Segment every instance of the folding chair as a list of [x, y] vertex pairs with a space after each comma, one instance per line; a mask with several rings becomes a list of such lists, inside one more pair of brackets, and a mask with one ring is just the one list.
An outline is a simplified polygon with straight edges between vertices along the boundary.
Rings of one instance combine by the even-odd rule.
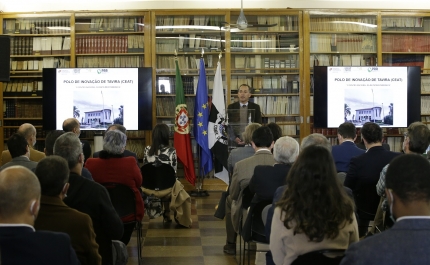
[[[328, 257], [324, 254], [334, 254], [335, 257]], [[345, 249], [322, 249], [300, 255], [291, 265], [338, 265], [345, 256]]]
[[138, 264], [142, 264], [142, 222], [137, 220], [136, 200], [134, 191], [119, 183], [102, 183], [109, 192], [112, 205], [120, 218], [133, 217], [133, 221], [123, 223], [124, 226], [134, 224], [137, 231]]

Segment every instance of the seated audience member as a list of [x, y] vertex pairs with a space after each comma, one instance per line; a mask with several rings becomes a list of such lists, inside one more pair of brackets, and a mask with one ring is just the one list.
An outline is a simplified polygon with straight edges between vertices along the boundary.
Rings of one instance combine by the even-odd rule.
[[228, 172], [230, 172], [230, 174], [233, 174], [234, 165], [238, 161], [254, 155], [255, 150], [251, 146], [252, 134], [259, 127], [261, 127], [261, 124], [259, 123], [248, 124], [245, 128], [245, 131], [242, 133], [245, 146], [231, 150], [230, 155], [228, 156]]
[[[19, 126], [17, 133], [24, 136], [25, 140], [30, 147], [30, 160], [34, 162], [39, 162], [42, 158], [45, 157], [45, 154], [33, 149], [33, 146], [36, 144], [36, 128], [30, 123], [24, 123]], [[10, 162], [12, 157], [10, 155], [9, 150], [4, 150], [1, 154], [1, 165]]]
[[[139, 221], [143, 218], [144, 208], [140, 186], [142, 186], [142, 175], [140, 168], [133, 157], [124, 157], [124, 149], [127, 136], [119, 130], [106, 132], [103, 138], [103, 150], [98, 158], [87, 160], [85, 167], [92, 173], [97, 183], [119, 183], [133, 190], [136, 197], [136, 213]], [[134, 220], [133, 216], [123, 217], [124, 223]], [[124, 226], [121, 241], [128, 244], [134, 230], [133, 225]]]
[[34, 227], [37, 230], [68, 234], [82, 265], [101, 264], [91, 218], [63, 202], [69, 189], [67, 161], [54, 155], [46, 157], [39, 161], [35, 173], [40, 182], [42, 197]]
[[378, 124], [366, 122], [360, 131], [367, 152], [351, 158], [344, 185], [354, 194], [362, 237], [369, 229], [369, 218], [376, 214], [379, 205], [380, 197], [375, 189], [379, 174], [400, 153], [387, 151], [382, 147], [382, 129]]
[[30, 161], [30, 147], [21, 134], [12, 134], [7, 140], [7, 148], [12, 160], [0, 167], [0, 171], [11, 166], [23, 166], [30, 170], [33, 170], [37, 166], [37, 162]]
[[[176, 173], [177, 157], [174, 147], [169, 146], [170, 129], [164, 123], [155, 125], [152, 130], [152, 144], [145, 147], [143, 164], [152, 163], [155, 166], [163, 163], [170, 165]], [[166, 222], [171, 222], [170, 201], [163, 202], [163, 218]]]
[[[118, 131], [122, 132], [123, 134], [127, 135], [127, 130], [121, 124], [112, 124], [112, 125], [110, 125], [106, 129], [106, 132], [113, 131], [113, 130], [118, 130]], [[99, 154], [100, 154], [100, 151], [94, 152], [93, 157], [97, 158], [97, 157], [99, 157]], [[123, 154], [124, 157], [128, 157], [128, 156], [134, 157], [134, 159], [136, 159], [136, 163], [139, 165], [139, 160], [137, 159], [136, 153], [134, 153], [134, 152], [132, 152], [130, 150], [124, 149], [124, 152], [122, 154]]]
[[273, 166], [276, 161], [273, 158], [271, 149], [273, 148], [273, 136], [270, 129], [266, 126], [257, 128], [252, 134], [252, 147], [254, 155], [245, 158], [236, 163], [229, 187], [229, 195], [225, 203], [225, 227], [227, 232], [227, 244], [224, 246], [224, 252], [227, 254], [236, 254], [237, 233], [233, 224], [239, 224], [239, 220], [233, 219], [233, 215], [240, 218], [240, 213], [235, 215], [231, 211], [233, 201], [241, 201], [241, 190], [248, 186], [249, 181], [254, 174], [254, 168], [257, 165]]
[[[429, 146], [430, 130], [422, 122], [411, 123], [405, 133], [403, 140], [403, 152], [405, 154], [422, 155]], [[379, 196], [385, 197], [385, 175], [389, 165], [386, 165], [379, 176], [379, 181], [376, 184], [376, 192]], [[385, 204], [385, 200], [383, 202]], [[380, 216], [375, 217], [375, 222], [380, 223], [382, 219], [382, 211], [379, 211]], [[376, 224], [378, 225], [378, 224]], [[387, 225], [387, 224], [386, 224]], [[389, 224], [388, 226], [391, 226]]]
[[339, 145], [333, 146], [331, 150], [337, 172], [348, 172], [351, 158], [364, 154], [365, 151], [355, 145], [356, 138], [355, 125], [350, 122], [342, 123], [337, 129]]
[[353, 244], [341, 264], [430, 264], [430, 163], [421, 155], [390, 162], [385, 194], [393, 227]]
[[176, 172], [178, 166], [176, 150], [174, 147], [169, 146], [169, 135], [169, 126], [164, 123], [155, 125], [152, 130], [152, 144], [145, 147], [143, 164], [168, 164], [172, 166]]
[[270, 250], [275, 264], [321, 249], [347, 249], [358, 241], [354, 202], [339, 185], [331, 153], [303, 148], [287, 176], [272, 220]]
[[80, 264], [64, 233], [35, 231], [40, 209], [40, 184], [29, 169], [9, 167], [0, 172], [1, 264]]
[[288, 171], [298, 155], [299, 143], [294, 138], [284, 136], [275, 142], [273, 158], [276, 163], [272, 166], [256, 166], [249, 181], [249, 190], [258, 198], [255, 202], [273, 199], [276, 189], [285, 185]]
[[74, 133], [65, 133], [57, 138], [54, 155], [63, 157], [69, 165], [70, 187], [64, 203], [91, 217], [102, 264], [112, 264], [112, 240], [120, 240], [124, 228], [108, 191], [102, 185], [82, 177], [84, 155], [81, 142]]
[[[51, 132], [49, 132], [46, 135], [46, 138], [45, 138], [45, 149], [44, 149], [46, 156], [51, 156], [51, 155], [54, 154], [54, 144], [55, 144], [55, 141], [63, 133], [64, 133], [64, 131], [57, 130], [57, 131], [51, 131]], [[93, 177], [91, 176], [91, 173], [86, 168], [82, 168], [82, 177], [84, 177], [86, 179], [89, 179], [89, 180], [93, 180]]]
[[276, 143], [276, 141], [282, 137], [282, 129], [281, 127], [279, 127], [278, 124], [271, 122], [269, 124], [266, 125], [267, 127], [269, 127], [270, 131], [273, 134], [273, 142]]
[[[79, 138], [79, 136], [81, 135], [81, 123], [78, 121], [78, 119], [75, 119], [75, 118], [65, 119], [63, 121], [63, 131], [72, 132]], [[82, 149], [85, 156], [84, 157], [85, 158], [84, 164], [85, 164], [85, 162], [87, 162], [87, 159], [91, 157], [91, 154], [92, 154], [91, 146], [87, 140], [80, 140], [80, 141], [82, 143]]]

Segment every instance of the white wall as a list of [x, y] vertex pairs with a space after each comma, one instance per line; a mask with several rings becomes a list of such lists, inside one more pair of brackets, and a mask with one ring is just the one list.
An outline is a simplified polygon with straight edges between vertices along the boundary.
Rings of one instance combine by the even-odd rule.
[[[428, 9], [430, 0], [244, 0], [244, 8]], [[3, 12], [133, 9], [237, 9], [240, 0], [0, 0]]]

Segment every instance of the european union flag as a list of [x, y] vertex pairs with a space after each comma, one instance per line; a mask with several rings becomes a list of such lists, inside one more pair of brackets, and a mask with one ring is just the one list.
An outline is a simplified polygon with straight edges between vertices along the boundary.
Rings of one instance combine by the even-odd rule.
[[209, 149], [209, 104], [208, 86], [206, 85], [206, 70], [203, 58], [200, 59], [199, 82], [197, 83], [196, 102], [194, 106], [194, 137], [200, 145], [200, 168], [203, 175], [212, 170], [212, 153]]

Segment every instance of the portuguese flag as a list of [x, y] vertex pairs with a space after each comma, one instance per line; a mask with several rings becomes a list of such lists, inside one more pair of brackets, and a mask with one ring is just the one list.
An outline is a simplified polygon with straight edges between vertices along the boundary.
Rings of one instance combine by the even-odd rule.
[[176, 64], [176, 109], [175, 109], [175, 135], [174, 146], [179, 162], [184, 165], [185, 178], [194, 186], [196, 174], [194, 172], [193, 152], [191, 149], [190, 120], [188, 108], [185, 103], [184, 86], [179, 71], [178, 61]]

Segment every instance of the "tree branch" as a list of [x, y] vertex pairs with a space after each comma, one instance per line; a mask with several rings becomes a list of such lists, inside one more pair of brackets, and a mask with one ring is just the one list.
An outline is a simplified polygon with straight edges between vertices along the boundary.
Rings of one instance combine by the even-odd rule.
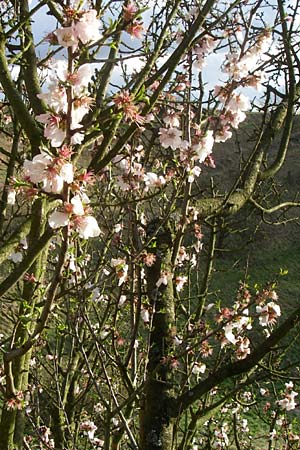
[[214, 373], [210, 374], [206, 380], [198, 383], [195, 387], [180, 395], [174, 401], [174, 404], [172, 404], [172, 416], [177, 417], [178, 414], [185, 411], [189, 406], [199, 400], [202, 395], [209, 392], [215, 386], [220, 385], [228, 378], [233, 378], [253, 369], [258, 362], [270, 353], [274, 349], [275, 345], [299, 322], [300, 307], [297, 308], [294, 313], [291, 314], [280, 326], [278, 326], [278, 328], [268, 339], [264, 340], [254, 351], [252, 351], [247, 358], [220, 367]]

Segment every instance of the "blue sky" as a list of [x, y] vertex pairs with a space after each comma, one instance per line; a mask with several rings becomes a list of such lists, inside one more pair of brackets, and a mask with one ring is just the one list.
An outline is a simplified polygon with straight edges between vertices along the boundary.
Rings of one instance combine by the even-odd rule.
[[[295, 2], [296, 0], [292, 0]], [[34, 7], [38, 4], [38, 0], [32, 0], [31, 7]], [[51, 31], [55, 30], [57, 27], [56, 19], [52, 16], [49, 16], [47, 13], [47, 7], [44, 6], [38, 12], [34, 15], [32, 26], [33, 26], [33, 32], [34, 32], [34, 38], [36, 44], [40, 43], [42, 39]], [[47, 53], [48, 50], [48, 43], [42, 43], [37, 47], [37, 53], [38, 56], [42, 57]], [[62, 54], [60, 56], [62, 57]], [[220, 70], [220, 66], [222, 63], [222, 60], [224, 58], [224, 53], [213, 53], [208, 56], [207, 58], [207, 65], [205, 69], [202, 72], [203, 81], [204, 83], [207, 83], [207, 91], [209, 89], [212, 89], [216, 84], [220, 84], [222, 81], [226, 80], [225, 74], [223, 74]], [[133, 58], [132, 60], [129, 60], [127, 62], [127, 68], [128, 72], [132, 72], [134, 69], [138, 70], [140, 67], [142, 67], [142, 63], [138, 58]], [[120, 78], [121, 70], [120, 68], [115, 69], [114, 79], [113, 82], [116, 84], [119, 84], [121, 81]], [[258, 95], [260, 93], [257, 93], [253, 89], [247, 89], [243, 90], [243, 92], [248, 95], [249, 97], [253, 97], [254, 95]]]

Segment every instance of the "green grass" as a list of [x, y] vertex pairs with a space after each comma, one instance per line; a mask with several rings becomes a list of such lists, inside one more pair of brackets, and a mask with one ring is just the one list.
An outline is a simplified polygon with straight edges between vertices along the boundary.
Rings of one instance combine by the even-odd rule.
[[217, 257], [210, 291], [212, 295], [230, 304], [239, 282], [250, 287], [263, 287], [276, 281], [276, 291], [283, 312], [291, 312], [300, 297], [300, 248], [297, 241], [283, 240], [276, 244], [254, 244], [238, 252]]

▶ _TASK STATEMENT_
Looking at the records above, return exactly the lines from the line with "Segment every instance of the white" to the line with "Segment every instance of the european", both ends included.

▶ _ANSWER SECTION_
Segment every instance of the white wall as a list of [x, y] vertex pairs with a space after each comma, one instance per line; a mask with several rings becomes a list of such lists, inside one more pair of brackets, and a mask with one ring is just the one list.
An outline is a simplified polygon with straight edges between vertices along the boundary.
Rings of one instance combine by the even-odd rule.
[[[428, 9], [430, 0], [244, 0], [244, 8]], [[3, 12], [133, 9], [237, 9], [240, 0], [0, 0]]]

Segment every instance of the european union flag as a list of [x, y] vertex pairs with a space after each comma, one instance per line; a mask with several rings becomes a list of such lists, inside one more pair of brackets, and a mask with one ring is just the one list.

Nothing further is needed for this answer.